Why CEOs prefer these interactions in person

For hospitals and health systems, communication with employees is crucial, especially amid today's workforce, financial and operational challenges. Although the pandemic has increased dependence on electronic and virtual communication, hospital and health system leaders continue to place high value on face-to-face conversations.

Becker's asked healthcare executives to share the interactions they prioritize when they are in person at their organizations. Here are their responses:

Michael Dowling. President and CEO of Northwell Health (New Hyde Park, N.Y.): I believe that constant communication is imperative — on vision, on strategy and on operational issues. It must be positive and inspirational. It's about appealing to people's heads and their hearts. Technology is certainly an important communications tool, but we should not overuse it. In-person meetings like town halls and other face-to-face gatherings where staff can interact directly are crucial. We hold such meetings routinely — and I make it a priority to attend. 

I also make frequent, unscheduled visits to our facilities, walking the floors and informally talking to staff on the front lines, which gives me a much clearer picture as to what's going on and how we can make things better. All leaders should make it a point of regularly engaging with their staff and using that face time to take the pulse of their organizations.

All of us also need to recognize and value the increased diversity within the healthcare workforce, which I observe every Monday when I meet and welcome all new employees at an orientation we call "Beginnings." We now see about 350 new team members each week. I make it a priority to speak with them because it gives them an immediate sense of the organization's culture and values.

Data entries
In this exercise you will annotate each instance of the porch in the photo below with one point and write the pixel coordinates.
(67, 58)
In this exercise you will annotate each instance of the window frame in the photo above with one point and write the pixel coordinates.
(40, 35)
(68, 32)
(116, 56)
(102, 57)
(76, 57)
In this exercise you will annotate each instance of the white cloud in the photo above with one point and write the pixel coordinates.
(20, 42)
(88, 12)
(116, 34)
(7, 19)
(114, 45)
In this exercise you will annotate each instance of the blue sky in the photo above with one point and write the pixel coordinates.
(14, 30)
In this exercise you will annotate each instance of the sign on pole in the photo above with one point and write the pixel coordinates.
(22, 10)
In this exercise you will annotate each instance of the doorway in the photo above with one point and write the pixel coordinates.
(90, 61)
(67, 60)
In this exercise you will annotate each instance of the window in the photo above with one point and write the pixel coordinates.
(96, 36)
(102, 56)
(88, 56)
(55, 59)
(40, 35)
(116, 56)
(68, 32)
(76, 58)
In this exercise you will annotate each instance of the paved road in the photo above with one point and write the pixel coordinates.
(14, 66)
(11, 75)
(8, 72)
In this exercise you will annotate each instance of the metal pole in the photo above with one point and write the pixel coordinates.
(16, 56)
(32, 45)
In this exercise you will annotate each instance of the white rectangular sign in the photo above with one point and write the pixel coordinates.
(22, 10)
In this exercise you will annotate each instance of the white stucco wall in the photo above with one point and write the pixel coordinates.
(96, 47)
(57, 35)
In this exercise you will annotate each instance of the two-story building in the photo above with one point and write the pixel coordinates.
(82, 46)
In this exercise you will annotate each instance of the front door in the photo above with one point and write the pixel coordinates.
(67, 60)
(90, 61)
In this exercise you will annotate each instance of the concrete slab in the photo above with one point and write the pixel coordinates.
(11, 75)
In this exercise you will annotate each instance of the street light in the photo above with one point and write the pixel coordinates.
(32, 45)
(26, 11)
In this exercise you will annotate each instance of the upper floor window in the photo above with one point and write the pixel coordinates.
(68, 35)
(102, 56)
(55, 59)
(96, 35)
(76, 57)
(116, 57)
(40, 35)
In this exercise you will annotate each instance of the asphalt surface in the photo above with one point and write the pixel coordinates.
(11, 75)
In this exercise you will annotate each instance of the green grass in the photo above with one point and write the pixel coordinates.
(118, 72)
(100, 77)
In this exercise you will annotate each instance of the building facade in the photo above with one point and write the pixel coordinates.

Brief A ▸ Can you restate the CEO text from "Michael Dowling. President" up to and including "priority to attend.", swapping "town halls" for "all-hands meetings"?
Brief B ▸ How would you render this sentence from the CEO text in Spanish: "It's about appealing to people's heads and their hearts."

Exercise response A ▸
Michael Dowling. President and CEO of Northwell Health (New Hyde Park, N.Y.): I believe that constant communication is imperative — on vision, on strategy and on operational issues. It must be positive and inspirational. It's about appealing to people's heads and their hearts. Technology is certainly an important communications tool, but we should not overuse it. In-person meetings like all-hands meetings and other face-to-face gatherings where staff can interact directly are crucial. We hold such meetings routinely — and I make it a priority to attend.

Exercise response B ▸ Se trata de apelar a la cabeza y al corazón de las personas.